* [Directive 1]
In the passage on UFC fighter pay, which magazine did Roger Huerta complain to about fighter pay and unpaid promotional appearances?
* [Directive 2]
Which people are mentioned by name in the passage on UFC fighter pay? List every one.

* [Document passage]
What do you say about that, Lorenzo Fertitta?
Fertitta, CEO of Zuffa LLC, the parent company of the UFC, said dissent among fighters is not only commonplace but tolerated.
“Anybody can talk about anything. We’ve had plenty of situations where fighters have come out and made statements. … Have they been blackballed or banned? Absolutely not,” Fertitta said.
O RLY? That’s funny because it certainly seemed like Roger Huerta was blackballed when he complained about fighter pay and unpaid promotional appearances to FIGHT magazine a few years ago. Not only did they bench him for over a year before turfing him out of the promotion, they retroactively went back and removed him from re-airings of events he fought on.
There was also that incident with Jon Fitch and AKA. The UFC was in the middle of securing likeness rights from their roster for shit like the UFC videogames and Fitch had the temerity to say “I don’t think it’s fair we shoud give this stuff up for life, for free.” Not only did Dana White fire Fitch, he fired Fitch’s entire camp. Cooler heads prevailed, but if that incident doesn’t show you why UFC fighters are a little bit skittish when it comes to stuff like this, I don’t know what will.
The UFC’s reaction to this ESPN piece itself encapsulates exactly the kind of problem the show was trying to underscore. A news media outlet decides to do a story on fighter pay. The UFC freaks out, calling the people behind it hacks and “lying 2 faced media fucks” … before they even see it!
“I don’t even have to see the completed piece,” White told MMAjunkie.com (www.mmajunkie.com) following Friday’s UFC 142 weigh-ins in Rio de Janeiro. “They didn’t even have to show up for the interview for me to know what they were doing. That’s why I didn’t do the interview. I refused. I turned it down. They wanted me and (UFC co-owner) Lorenzo (Fertitta). I refused and turned it down.
“I want nothing to do with ESPN’s sneaky [expletive] ‘E:60’ and ‘Outside the Lines’ and all their crock of [expletive] shows. These guys come out with an agenda.”
Yeah, the UFC doesn’t over-react to people bringing up fighter pay at all.

* [Entries provided]
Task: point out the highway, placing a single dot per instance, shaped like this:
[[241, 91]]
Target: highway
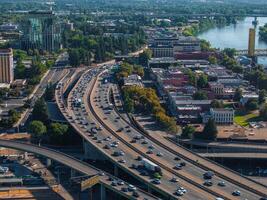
[[115, 123], [82, 122], [74, 164]]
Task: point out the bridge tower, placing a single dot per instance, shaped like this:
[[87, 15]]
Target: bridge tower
[[251, 43]]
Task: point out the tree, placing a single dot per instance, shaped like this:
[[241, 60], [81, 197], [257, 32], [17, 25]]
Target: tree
[[188, 132], [40, 111], [49, 92], [145, 56], [262, 96], [230, 52], [263, 112], [216, 104], [238, 94], [57, 132], [74, 57], [213, 60], [200, 95], [210, 130], [202, 81], [37, 128], [251, 105]]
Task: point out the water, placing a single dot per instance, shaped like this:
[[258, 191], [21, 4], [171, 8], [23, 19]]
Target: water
[[236, 36]]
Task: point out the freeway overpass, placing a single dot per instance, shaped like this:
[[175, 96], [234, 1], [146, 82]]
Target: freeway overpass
[[72, 163]]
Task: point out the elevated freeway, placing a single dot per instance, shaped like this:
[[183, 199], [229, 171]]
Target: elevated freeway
[[82, 120], [195, 163], [73, 163]]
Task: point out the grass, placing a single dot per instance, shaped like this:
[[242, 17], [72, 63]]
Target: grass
[[243, 119]]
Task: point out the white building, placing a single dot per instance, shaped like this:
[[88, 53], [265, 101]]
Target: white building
[[220, 115]]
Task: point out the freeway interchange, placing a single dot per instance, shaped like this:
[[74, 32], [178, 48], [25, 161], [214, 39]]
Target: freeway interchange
[[88, 110]]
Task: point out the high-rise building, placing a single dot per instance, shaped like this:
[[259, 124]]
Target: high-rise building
[[41, 31], [251, 42], [6, 66]]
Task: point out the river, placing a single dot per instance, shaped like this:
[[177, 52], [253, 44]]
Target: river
[[236, 36]]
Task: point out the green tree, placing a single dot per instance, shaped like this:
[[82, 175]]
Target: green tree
[[213, 60], [238, 94], [216, 104], [200, 95], [202, 81], [263, 112], [210, 130], [40, 111], [37, 129], [262, 96], [188, 132], [145, 56], [251, 105]]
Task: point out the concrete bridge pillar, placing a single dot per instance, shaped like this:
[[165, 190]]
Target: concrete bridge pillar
[[103, 192], [116, 170], [48, 162], [26, 157], [90, 152]]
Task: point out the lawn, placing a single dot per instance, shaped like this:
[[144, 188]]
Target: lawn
[[243, 119]]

* [Correct result 1]
FIGHT magazine

* [Correct result 2]
Lorenzo Fertitta, Roger Huerta, Jon Fitch, Dana White